## Text excerpt:
--- begin ---

We've tested the latest foldable smartphone from Samsung.
"Meet the mobile phone that has a screen so big it feels like a private cinema. It is both an exciting games console and a multi-screen perfect for multitasking and working. Plus a powerful, top-of-the-line camera. And all this can be easily folded and carried in your pocket."
That's how Samsung themselves describe their Galaxy Z Fold 5 and it's a half-truth in my opinion. It is absolutely a large and lovely screen that is a dream to play and work on, but I don't agree at all that it would be easy to carry in your pocket. Rather, it has been a huge challenge to find a suitable way to carry the phone, so much so I ended up deciding to keep it exclusively in my laptop bag when travelling.
Unlike the Samsung Galaxy Z Flip 5, which can be carried just about anywhere, It has mostly been at home where the Fold has impressed me. These are of course two completely different phones, even though both are foldable, they are aimed at two completely different target groups. Where the Flip appeals to a young audience who are constantly on the go and can't be without their mobile phone for a single minute of the day, the Fold is more of a workhorse, perfect for multitasking. Granted, it works perfectly well for both film viewing and gaming, but at the same time I find it hard to warrant spending near £2,000 for that purpose. If you belong to that target group, you'd probably be better off investing in a tablet instead. No, I still see Fold as a work phone in the first place, which was also the purpose from the beginning when it was launched in 2018.

--- end ---

## Dataset extract:
--- begin ---

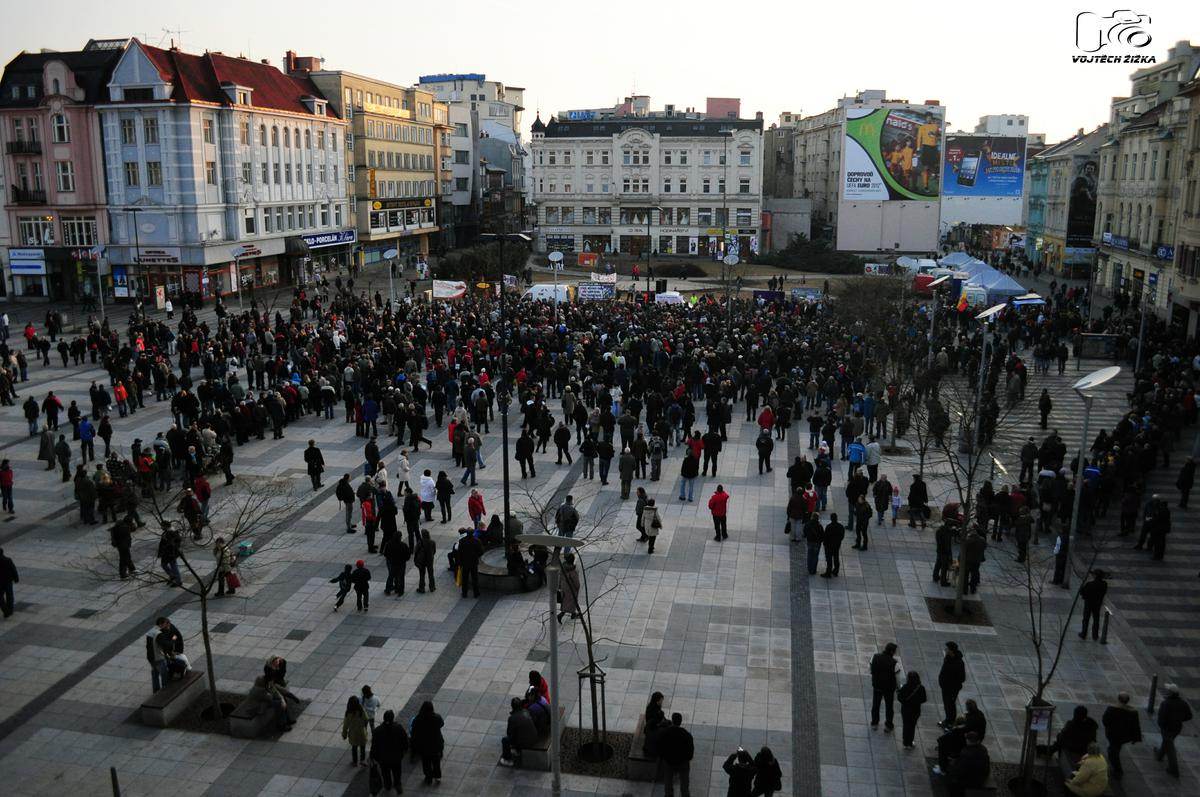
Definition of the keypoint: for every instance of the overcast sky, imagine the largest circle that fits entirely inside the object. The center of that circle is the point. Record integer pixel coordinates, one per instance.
(976, 58)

--- end ---

## Given instruction:
Quote the Galaxy Z Fold 5 review, starting with "That's how Samsung" and going on through "bag when travelling.". The listing is separate material with no link to the Galaxy Z Fold 5 review.

## Solution for this exercise:
That's how Samsung themselves describe their Galaxy Z Fold 5 and it's a half-truth in my opinion. It is absolutely a large and lovely screen that is a dream to play and work on, but I don't agree at all that it would be easy to carry in your pocket. Rather, it has been a huge challenge to find a suitable way to carry the phone, so much so I ended up deciding to keep it exclusively in my laptop bag when travelling.